--- start of The records ---
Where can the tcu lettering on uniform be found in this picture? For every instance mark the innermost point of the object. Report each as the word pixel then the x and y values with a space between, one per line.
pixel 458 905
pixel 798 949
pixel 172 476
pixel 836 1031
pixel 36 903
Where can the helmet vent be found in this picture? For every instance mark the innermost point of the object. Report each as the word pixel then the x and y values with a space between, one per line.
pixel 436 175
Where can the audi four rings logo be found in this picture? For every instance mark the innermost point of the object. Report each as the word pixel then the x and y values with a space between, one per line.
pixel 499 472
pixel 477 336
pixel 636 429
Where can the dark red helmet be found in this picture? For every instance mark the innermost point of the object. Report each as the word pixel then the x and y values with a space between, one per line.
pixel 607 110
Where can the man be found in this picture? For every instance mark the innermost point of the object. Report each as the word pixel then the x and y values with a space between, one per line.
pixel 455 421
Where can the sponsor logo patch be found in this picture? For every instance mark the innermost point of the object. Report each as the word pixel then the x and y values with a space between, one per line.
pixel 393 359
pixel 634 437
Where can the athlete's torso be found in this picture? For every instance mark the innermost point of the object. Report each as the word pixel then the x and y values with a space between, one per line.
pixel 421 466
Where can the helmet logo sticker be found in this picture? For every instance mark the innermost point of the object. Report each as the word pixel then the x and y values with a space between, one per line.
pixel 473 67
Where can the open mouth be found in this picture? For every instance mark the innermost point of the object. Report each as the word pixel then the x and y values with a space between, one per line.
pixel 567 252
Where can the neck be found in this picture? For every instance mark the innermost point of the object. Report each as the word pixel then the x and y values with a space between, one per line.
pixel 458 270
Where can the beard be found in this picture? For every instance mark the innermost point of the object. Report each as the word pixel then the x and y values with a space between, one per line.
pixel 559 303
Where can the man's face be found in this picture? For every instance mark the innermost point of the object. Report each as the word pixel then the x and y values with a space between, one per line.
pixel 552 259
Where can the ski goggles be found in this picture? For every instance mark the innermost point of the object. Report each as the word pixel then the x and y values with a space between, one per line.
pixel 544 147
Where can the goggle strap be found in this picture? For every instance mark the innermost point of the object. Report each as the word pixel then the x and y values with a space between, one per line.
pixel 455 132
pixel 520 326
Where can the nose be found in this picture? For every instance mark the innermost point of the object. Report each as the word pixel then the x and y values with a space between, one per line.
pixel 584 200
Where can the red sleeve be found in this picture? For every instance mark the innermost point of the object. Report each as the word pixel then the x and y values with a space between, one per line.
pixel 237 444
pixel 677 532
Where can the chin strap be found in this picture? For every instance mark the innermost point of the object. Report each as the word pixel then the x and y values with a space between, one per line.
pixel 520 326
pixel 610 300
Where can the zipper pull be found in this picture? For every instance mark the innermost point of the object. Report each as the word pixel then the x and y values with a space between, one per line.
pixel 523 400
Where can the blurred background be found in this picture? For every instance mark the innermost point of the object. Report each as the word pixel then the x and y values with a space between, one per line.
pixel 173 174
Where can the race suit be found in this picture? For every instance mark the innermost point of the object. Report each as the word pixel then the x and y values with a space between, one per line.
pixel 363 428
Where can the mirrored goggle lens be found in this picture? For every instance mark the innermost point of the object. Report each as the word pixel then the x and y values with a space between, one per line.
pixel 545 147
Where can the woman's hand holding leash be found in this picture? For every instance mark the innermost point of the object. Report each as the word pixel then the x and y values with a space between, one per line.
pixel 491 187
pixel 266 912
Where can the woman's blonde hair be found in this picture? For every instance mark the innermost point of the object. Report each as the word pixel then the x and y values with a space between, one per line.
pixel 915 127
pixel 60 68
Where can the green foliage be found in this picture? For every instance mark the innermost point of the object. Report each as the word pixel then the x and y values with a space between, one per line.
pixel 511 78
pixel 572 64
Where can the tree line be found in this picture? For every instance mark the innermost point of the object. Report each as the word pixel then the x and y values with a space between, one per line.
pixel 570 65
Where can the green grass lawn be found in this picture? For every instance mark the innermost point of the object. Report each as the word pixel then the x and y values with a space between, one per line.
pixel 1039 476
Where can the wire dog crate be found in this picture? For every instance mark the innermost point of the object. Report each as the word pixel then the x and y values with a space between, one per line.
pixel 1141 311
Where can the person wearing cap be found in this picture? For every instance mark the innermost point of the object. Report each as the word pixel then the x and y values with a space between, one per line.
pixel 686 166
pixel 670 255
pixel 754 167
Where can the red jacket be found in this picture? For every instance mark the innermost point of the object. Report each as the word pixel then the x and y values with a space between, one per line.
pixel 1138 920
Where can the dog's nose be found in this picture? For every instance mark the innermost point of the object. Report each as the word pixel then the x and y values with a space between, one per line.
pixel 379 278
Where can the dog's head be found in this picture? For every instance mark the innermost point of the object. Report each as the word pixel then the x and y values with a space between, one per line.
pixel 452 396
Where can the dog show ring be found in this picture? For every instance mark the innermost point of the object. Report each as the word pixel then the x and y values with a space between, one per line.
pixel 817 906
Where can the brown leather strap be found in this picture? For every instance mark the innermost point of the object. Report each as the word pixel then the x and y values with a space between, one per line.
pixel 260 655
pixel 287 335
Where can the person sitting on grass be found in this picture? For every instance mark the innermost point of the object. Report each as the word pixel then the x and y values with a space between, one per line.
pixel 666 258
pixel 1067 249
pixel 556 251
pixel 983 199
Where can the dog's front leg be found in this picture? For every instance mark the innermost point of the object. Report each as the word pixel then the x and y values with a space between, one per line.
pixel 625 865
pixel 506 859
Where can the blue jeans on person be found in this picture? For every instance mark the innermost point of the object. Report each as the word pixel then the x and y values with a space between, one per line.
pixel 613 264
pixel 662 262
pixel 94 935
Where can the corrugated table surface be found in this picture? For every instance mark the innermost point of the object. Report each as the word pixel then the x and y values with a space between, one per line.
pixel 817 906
--- end of The records ---
### The task
Please arrange the lines above as a JSON list of strings, one string per line, starting at the line containing "Where can the blue" and ending at the line containing "pixel 94 935". Leave out any blank lines.

### Final result
[
  "Where can the blue jeans on person be found in this picture? For every instance mark the innermost point of the object. Report each as the word pixel then the x and y values with a space between, one per line.",
  "pixel 613 264",
  "pixel 662 262",
  "pixel 94 935"
]